Start of Recorded information

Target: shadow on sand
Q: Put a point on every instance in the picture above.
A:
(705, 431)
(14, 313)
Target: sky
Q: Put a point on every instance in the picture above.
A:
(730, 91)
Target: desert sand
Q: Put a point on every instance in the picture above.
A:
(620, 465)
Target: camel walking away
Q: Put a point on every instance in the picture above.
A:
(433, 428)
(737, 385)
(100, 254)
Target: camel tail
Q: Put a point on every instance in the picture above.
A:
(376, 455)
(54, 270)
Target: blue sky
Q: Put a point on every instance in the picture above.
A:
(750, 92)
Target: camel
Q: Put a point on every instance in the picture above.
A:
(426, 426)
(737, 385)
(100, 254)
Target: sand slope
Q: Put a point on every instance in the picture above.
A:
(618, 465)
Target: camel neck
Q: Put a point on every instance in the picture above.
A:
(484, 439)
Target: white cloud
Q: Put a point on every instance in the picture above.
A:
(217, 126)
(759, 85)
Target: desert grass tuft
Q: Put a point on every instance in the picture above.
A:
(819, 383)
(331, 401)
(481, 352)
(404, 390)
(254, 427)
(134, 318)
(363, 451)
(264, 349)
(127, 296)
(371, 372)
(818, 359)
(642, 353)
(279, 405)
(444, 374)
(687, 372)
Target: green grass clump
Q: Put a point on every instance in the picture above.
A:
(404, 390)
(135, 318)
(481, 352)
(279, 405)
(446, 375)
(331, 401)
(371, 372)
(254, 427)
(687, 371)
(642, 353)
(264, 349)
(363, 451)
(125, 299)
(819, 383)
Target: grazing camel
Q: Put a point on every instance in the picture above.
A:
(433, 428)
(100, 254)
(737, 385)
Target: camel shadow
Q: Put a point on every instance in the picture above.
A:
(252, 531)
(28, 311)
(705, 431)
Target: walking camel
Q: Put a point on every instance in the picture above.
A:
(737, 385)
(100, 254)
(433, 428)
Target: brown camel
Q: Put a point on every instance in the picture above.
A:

End of Recorded information

How to complete this task: Give the count of lines in the entries above that hold the word "desert", with no other words.

Result of this task: 2